==== Records for the task ====

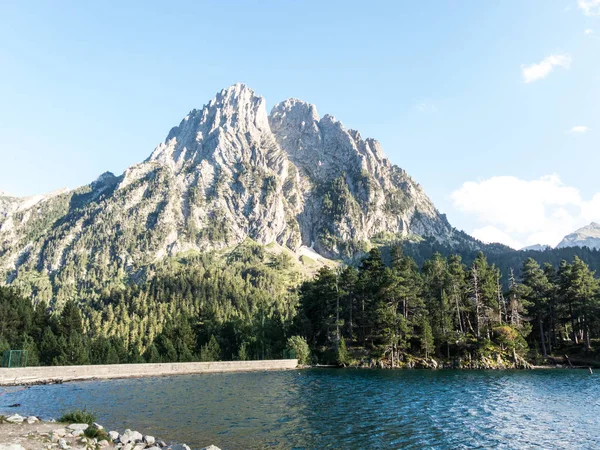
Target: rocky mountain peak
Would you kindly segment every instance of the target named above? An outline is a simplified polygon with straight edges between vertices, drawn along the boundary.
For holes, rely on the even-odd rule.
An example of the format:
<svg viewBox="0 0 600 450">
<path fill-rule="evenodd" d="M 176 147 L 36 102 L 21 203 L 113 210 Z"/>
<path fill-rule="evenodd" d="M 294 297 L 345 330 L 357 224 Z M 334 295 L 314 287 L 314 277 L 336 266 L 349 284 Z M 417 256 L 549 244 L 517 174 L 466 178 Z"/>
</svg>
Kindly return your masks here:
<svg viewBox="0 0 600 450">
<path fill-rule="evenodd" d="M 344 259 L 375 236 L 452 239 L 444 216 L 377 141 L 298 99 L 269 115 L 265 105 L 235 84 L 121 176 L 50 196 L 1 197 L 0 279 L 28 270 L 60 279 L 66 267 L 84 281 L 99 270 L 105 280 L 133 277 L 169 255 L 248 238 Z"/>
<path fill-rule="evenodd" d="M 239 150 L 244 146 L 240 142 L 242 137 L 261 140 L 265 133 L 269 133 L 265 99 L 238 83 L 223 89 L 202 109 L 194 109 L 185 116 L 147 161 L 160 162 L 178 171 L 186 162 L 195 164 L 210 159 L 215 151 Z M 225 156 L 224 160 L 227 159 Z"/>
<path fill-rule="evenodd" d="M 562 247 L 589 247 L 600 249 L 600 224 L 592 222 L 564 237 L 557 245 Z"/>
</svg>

====
==== Records for the task ====

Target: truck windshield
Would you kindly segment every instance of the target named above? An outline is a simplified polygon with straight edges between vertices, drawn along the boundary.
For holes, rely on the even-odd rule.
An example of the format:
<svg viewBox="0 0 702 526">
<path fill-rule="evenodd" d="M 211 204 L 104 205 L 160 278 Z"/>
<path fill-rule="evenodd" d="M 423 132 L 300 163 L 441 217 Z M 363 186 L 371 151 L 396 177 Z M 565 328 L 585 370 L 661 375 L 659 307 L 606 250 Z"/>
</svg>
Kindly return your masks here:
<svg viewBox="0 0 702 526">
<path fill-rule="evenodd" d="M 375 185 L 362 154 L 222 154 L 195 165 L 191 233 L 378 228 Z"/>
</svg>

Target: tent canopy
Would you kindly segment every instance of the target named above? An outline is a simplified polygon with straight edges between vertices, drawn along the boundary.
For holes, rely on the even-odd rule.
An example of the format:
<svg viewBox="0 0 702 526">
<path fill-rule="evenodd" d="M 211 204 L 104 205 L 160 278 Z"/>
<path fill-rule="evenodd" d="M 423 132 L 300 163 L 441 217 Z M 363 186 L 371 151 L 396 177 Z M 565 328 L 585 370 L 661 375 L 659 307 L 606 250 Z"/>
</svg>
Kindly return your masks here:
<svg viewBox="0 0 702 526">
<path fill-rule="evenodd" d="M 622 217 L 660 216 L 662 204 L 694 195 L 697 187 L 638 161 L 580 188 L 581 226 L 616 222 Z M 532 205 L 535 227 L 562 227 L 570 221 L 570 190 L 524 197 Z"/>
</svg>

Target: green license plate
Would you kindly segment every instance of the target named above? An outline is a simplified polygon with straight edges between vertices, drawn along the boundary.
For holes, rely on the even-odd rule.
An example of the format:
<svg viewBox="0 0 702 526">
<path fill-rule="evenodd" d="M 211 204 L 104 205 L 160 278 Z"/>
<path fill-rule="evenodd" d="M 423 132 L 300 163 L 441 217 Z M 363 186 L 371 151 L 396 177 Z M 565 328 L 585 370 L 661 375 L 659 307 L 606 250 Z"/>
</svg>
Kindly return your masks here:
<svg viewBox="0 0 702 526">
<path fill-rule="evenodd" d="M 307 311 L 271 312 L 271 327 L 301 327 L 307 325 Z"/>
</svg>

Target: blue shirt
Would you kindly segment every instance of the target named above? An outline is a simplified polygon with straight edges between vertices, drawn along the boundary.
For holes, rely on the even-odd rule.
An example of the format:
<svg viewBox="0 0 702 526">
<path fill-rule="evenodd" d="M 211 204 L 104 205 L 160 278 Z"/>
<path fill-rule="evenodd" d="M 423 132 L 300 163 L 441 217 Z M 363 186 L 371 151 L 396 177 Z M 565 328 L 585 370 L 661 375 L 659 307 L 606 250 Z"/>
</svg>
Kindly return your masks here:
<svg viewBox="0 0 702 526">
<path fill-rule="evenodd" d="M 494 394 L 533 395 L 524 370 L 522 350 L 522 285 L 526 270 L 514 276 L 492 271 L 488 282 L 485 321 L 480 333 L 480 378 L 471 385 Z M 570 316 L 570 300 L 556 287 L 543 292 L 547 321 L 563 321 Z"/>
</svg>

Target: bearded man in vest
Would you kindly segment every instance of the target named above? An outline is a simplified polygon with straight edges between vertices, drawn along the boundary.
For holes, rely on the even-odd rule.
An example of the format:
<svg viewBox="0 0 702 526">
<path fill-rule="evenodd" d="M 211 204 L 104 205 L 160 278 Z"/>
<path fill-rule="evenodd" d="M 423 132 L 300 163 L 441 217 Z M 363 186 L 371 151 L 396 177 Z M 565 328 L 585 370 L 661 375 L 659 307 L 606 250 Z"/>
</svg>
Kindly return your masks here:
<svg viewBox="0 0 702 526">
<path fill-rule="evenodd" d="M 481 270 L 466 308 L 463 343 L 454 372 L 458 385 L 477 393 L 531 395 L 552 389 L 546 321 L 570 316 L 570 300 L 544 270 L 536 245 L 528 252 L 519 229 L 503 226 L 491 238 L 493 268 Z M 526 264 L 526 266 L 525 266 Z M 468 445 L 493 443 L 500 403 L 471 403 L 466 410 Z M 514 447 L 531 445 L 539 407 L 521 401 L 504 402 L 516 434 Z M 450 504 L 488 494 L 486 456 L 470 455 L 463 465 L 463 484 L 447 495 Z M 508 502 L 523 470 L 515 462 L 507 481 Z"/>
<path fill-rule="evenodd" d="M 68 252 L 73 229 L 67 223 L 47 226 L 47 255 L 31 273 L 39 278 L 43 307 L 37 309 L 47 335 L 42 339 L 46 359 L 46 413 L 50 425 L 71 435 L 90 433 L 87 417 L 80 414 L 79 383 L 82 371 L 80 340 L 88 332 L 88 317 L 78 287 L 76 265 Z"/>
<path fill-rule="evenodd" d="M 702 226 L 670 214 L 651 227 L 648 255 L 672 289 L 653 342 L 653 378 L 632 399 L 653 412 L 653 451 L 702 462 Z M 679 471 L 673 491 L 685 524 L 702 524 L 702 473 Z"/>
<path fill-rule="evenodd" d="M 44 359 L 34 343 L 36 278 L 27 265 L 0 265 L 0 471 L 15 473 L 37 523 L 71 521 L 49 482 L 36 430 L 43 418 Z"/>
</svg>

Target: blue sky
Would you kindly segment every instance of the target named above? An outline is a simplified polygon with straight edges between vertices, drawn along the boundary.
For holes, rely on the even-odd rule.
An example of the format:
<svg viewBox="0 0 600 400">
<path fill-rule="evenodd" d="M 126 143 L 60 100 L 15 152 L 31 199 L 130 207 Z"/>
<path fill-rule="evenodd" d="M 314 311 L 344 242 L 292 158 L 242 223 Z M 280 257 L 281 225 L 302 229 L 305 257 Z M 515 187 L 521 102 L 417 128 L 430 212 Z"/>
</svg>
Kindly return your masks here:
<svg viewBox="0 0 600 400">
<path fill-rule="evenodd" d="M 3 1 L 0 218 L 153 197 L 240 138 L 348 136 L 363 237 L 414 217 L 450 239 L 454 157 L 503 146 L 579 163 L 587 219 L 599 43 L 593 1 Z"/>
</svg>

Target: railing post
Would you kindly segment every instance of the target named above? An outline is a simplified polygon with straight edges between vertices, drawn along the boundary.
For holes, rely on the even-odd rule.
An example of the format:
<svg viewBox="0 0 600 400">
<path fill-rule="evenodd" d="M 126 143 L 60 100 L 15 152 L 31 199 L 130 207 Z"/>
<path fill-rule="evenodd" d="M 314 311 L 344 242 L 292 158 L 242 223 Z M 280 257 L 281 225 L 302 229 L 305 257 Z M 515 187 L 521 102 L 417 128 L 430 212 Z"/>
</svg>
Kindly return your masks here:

====

• _Directions_: From the data above, output exactly the lines between the one containing "Target: rocky mountain peak" and the one containing "176 147 L 36", counting both of them.

• _The completed task_:
Target: rocky mountain peak
Would you kindly segment every instance of the target named above? An outline is a simplified polygon with straight edges between vertices, drawn along the boundary.
For holes, rely on the even-odd rule.
An example of the format:
<svg viewBox="0 0 600 450">
<path fill-rule="evenodd" d="M 176 147 L 36 102 L 21 203 L 113 210 Z"/>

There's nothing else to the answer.